## WORK TASK
From the case report abstract on obstructive sleep apnoea below, pull out the passage word for word, starting at "Simultaneous sleep study" and ending after "also be considered.".

## EXTRACT PROVIDED

Simultaneous sleep study and nasoendoscopic investigation in a patient with obstructive sleep apnoea syndrome refractory to continuous positive airway pressure: a case report

Abstract

Introduction: The standard treatment for obstructive sleep apnoea syndrome is nasal continuous positive airway pressure. In most cases the obstruction is located at the oropharyngeal level, and nasal continuous positive airway pressure is usually effective. In cases of non-response to nasal continuous positive airway pressure other treatments like mandibular advancement devices or upper airway surgery (especially bi-maxillary advancement) may also be considered.

Case presentation: We report the case of a 38-year-old Caucasian man with severe obstructive sleep apnoea syndrome, initially refractory to nasal continuous positive airway pressure (and subsequently also to a mandibular advancement devices), in which the visualization of the upper airway with sleep endoscopy and the concomitant titration of positive pressure were useful in the investigation and resolution of sleep disordered breathing. In fact, there was a marked reduction in the size of his nasopharynx, and a paresis of his left aryepiglotic fold with hypertrophy of the right aryepiglotic fold. The application of bi-level positive airway pressure and an oral interface successfully managed his obstructive sleep apnoea.

## INFORMATION GIVEN
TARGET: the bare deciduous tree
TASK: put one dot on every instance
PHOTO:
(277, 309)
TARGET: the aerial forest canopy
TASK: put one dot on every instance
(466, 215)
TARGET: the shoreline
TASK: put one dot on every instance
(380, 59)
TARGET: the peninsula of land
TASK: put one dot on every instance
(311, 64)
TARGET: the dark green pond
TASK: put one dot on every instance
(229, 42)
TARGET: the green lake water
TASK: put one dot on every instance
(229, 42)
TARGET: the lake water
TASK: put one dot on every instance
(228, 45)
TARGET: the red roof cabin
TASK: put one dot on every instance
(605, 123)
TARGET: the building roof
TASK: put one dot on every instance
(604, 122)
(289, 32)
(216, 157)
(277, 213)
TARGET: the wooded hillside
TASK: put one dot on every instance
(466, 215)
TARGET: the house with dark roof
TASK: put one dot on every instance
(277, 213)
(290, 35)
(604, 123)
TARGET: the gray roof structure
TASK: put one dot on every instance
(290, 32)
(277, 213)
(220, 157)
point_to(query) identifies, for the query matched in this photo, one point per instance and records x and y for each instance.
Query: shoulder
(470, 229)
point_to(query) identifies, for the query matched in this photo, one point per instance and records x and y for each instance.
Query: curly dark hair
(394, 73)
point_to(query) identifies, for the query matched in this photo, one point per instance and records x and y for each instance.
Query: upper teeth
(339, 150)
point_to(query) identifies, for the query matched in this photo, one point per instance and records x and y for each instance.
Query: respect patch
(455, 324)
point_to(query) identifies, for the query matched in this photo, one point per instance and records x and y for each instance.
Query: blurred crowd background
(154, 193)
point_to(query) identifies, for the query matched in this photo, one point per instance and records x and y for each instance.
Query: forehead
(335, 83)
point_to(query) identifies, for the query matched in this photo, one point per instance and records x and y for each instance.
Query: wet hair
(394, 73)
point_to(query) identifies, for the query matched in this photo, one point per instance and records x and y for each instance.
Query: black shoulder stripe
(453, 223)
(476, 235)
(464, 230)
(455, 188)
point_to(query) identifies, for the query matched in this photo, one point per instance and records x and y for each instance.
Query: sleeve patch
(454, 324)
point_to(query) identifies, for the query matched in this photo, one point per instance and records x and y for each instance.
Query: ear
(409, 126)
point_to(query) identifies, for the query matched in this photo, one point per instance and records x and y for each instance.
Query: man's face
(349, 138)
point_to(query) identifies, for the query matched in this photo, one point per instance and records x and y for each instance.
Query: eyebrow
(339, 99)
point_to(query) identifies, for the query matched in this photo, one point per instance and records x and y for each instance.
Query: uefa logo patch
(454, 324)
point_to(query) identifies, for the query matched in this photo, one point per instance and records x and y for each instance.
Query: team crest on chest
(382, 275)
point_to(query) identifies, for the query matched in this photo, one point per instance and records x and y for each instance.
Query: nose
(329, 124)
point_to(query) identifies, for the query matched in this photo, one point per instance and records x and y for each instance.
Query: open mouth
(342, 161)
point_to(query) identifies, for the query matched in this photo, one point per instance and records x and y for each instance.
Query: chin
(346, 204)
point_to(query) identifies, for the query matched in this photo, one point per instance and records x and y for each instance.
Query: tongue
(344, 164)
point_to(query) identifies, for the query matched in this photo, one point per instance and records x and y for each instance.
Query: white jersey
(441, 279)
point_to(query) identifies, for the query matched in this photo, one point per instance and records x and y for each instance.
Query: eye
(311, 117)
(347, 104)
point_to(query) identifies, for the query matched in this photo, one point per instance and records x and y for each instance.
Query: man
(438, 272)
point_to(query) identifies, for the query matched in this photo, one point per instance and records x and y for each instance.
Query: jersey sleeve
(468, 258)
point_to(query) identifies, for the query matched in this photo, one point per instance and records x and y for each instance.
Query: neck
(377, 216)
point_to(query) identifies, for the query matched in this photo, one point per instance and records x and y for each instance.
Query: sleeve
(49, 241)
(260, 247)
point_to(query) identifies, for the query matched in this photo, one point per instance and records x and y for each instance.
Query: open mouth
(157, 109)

## ANSWER BOX
Simultaneous sleep study and nasoendoscopic investigation in a patient with obstructive sleep apnoea syndrome refractory to continuous positive airway pressure: a case report

Abstract

Introduction: The standard treatment for obstructive sleep apnoea syndrome is nasal continuous positive airway pressure. In most cases the obstruction is located at the oropharyngeal level, and nasal continuous positive airway pressure is usually effective. In cases of non-response to nasal continuous positive airway pressure other treatments like mandibular advancement devices or upper airway surgery (especially bi-maxillary advancement) may also be considered.